*GIVEN INSTRUCTION:* Reproduce only the lines below from the one containing "on the green" through the one containing "x=56, y=239", renaming "instance" as "occurrence" wherever it occurs and leaving all else unchanged.

*SUPPLIED MATERIAL:*
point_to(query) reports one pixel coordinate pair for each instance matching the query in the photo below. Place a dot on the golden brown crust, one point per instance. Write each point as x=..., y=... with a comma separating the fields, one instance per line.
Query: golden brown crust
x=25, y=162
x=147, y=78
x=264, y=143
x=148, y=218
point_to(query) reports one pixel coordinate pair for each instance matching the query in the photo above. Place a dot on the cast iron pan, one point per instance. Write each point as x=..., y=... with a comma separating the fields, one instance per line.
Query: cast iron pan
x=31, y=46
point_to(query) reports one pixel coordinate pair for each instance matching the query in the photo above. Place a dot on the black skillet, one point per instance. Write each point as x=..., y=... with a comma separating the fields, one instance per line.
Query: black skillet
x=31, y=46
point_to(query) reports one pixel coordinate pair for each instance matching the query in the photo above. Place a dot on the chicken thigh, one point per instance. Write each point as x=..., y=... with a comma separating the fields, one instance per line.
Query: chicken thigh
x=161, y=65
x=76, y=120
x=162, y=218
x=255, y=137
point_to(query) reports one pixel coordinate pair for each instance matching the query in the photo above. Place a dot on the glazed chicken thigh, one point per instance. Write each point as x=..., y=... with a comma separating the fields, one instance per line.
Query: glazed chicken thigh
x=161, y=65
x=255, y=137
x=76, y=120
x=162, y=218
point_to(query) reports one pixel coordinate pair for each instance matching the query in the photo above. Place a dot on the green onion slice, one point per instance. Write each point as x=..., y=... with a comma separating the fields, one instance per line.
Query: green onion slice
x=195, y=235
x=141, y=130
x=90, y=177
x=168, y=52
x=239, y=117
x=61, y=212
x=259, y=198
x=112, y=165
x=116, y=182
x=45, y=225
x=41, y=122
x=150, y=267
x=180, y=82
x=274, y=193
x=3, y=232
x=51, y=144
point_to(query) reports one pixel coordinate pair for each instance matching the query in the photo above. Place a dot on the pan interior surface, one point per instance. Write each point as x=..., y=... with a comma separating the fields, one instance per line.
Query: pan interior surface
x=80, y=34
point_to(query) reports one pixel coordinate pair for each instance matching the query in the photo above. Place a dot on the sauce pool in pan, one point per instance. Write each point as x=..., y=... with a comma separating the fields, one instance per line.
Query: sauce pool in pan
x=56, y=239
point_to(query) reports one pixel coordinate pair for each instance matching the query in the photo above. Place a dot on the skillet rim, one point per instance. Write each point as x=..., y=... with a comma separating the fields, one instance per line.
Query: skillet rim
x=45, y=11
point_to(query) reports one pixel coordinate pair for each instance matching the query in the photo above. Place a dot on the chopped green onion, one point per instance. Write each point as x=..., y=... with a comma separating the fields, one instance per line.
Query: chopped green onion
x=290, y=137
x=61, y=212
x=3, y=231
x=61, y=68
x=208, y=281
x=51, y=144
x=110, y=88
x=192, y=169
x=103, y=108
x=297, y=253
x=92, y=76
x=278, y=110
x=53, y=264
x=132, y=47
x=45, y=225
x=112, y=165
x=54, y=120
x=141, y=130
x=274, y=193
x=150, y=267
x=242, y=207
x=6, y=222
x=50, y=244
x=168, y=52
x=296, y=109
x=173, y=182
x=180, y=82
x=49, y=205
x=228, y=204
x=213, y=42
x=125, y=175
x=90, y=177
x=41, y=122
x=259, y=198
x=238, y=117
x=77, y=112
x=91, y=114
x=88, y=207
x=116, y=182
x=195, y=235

*SOLUTION:*
point_to(query) reports one pixel coordinate pair for each occurrence matching the query in the photo above. Place a dot on the green onion slice, one point per occurrence. Write each point as x=..., y=... with a comma separating the fields, one occurrence per line.
Query: green onion slice
x=195, y=235
x=141, y=130
x=90, y=177
x=168, y=52
x=239, y=117
x=61, y=212
x=259, y=198
x=112, y=165
x=116, y=182
x=45, y=225
x=41, y=122
x=150, y=267
x=180, y=82
x=274, y=193
x=3, y=232
x=51, y=144
point_to(query) reports one pixel coordinate pair for each occurrence matching the query in the photo above. Place a dot on the pan interior surface, one point per occurrence. Write each point as x=..., y=... with a comma separating the fields, one occurrence per line.
Query: pan interior surface
x=80, y=34
point_to(query) reports one pixel coordinate pair for each occurrence matching the query in the photo above. Place a dot on the sauce pool in pan, one point per occurrence. Write each point as x=..., y=... with a comma separating the fields, one occurrence per line.
Query: sauce pool in pan
x=56, y=239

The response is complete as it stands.